Goal 1
Decide whether each statement agrees with the parenting thread, answering yes or no and quoting the deciding words: (a) thebuckest says their daughter was lost in the womb; (b) Enginerd lets his sons live at home rent free only if they hold a full-time job; (c) the first post says the son gets to decide who visits the home.
Goal 2
According to the parenting thread, why does Enginerd think the young man would be better off working toward his future than messing around with his baby mama? Answer in one to three sentences.
___ Excerpt to read
All mothers go through that fear, but kids have a way of learning well once boundaries are set and they know you mean business. It's true. They really can't survive on their own. You know it. I know it. The problem is that THEY don't know it, thus you have to teach them (the hard way or the easy way).

As to your granddaughter, you might want to reconsider having her over and maintaining a relationship with the child with or without her father. First off, it's your home, not your son's. He doesn't get to dictate who visits and who does not. I see no reason in the world that you can't have the granddaughter over and take care of her, feed her, play with her and form a bond. If her daddy wants to hide in his room, that's on him, but you can set the example of what a loving parent does with an innocent child. Either he joins you or he sulks in his room, but sooner or later he will come to realize that he made this new family member and he needs to grow up. I would imagine that your wife's "maternal instinct" could be transferred from worrying about her son to worrying about her innocent granddaughter.

My sons are grown with no children (yet) and I look forward to being a grandparent some day, so I tend to spoil my friend's grandchildren for now. To withhold your own special attention to the child because her daddy won't be involved with her seems rather cruel. Besides, I bet she is a real cutie.


----------



## thebuckest (Jul 10, 2012)

Yeah that's what were going to do now. And our concern was more for her. As a child of a dead beat myself I can honestly say it would have been easier if my dad wasn't in my life at all. Off and on parenting is worse than no parenting imo. That was our thinking. And ur right the wife has been missing her lil girl she's the closest thing to having a girl. As we have three boys and our daughter was lost in the womb.
_Posted via Mobile Device_


----------



## Enginerd (May 24, 2011)

I tell my boys this: 

If you're in college (or trade school) full time working toward your degree I'll help you and you can stay here rent free. If not then you must have a full time job and pay rent once your 18. Of course I would give him some slack if he was jobless, but I would need to see the evidence that he was looking aggressively. This boy would be better off working toward his future then messing around with his baby mama (she also has very poor judgement). If he doesn't have a solid career path he will not be able to do much for his child later on when that child will need him the most. The bad news is that he's your step son so you have negotiate everything with your wife. Sometimes mothers don't understand that tough love is what boys need to become men. I think your right on track with the cheap rent approach and I would expand that with some education requirements. Try to get your wife to look forward 5 years and picture her son living in your house with no future. Ask her if she has goals and hopes for her boy.


----------



## tacoma (May 1, 2011)
______
___ Supplied information
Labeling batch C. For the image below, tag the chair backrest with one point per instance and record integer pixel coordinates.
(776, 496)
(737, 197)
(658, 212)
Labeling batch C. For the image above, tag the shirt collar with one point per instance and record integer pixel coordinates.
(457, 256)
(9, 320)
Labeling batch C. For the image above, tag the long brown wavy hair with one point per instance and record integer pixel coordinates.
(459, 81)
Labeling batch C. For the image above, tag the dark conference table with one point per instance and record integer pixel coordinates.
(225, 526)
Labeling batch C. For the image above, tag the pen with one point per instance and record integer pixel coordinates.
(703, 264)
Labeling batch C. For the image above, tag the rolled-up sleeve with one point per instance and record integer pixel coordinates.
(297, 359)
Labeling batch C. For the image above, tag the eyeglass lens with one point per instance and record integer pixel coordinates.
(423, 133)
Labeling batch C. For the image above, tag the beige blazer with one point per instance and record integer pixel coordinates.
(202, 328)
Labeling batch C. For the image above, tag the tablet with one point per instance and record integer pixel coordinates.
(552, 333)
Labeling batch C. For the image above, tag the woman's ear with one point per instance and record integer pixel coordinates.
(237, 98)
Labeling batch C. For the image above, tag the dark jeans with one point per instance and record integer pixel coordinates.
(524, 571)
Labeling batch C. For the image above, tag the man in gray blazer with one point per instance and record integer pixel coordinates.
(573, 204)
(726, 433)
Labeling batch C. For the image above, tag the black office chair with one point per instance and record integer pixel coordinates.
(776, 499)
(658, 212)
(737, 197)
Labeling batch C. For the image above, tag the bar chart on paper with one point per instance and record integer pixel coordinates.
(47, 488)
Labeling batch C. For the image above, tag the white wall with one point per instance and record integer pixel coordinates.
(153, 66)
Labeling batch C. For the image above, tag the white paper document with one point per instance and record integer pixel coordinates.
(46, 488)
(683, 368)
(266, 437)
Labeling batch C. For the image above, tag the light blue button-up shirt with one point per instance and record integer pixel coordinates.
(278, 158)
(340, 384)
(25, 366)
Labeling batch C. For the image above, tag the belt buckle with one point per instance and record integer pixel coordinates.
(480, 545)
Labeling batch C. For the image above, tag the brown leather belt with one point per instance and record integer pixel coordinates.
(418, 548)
______
Written reply 1
(a) Yes: "our daughter was lost in the womb."
(b) No: "If you're in college (or trade school) full time working toward your degree I'll help you and you can stay here rent free."
(c) No: "He doesn't get to dictate who visits and who does not."

Written reply 2
Enginerd says that without a solid career path, the young man will not be able to do much for his child later on, when the child will need him most.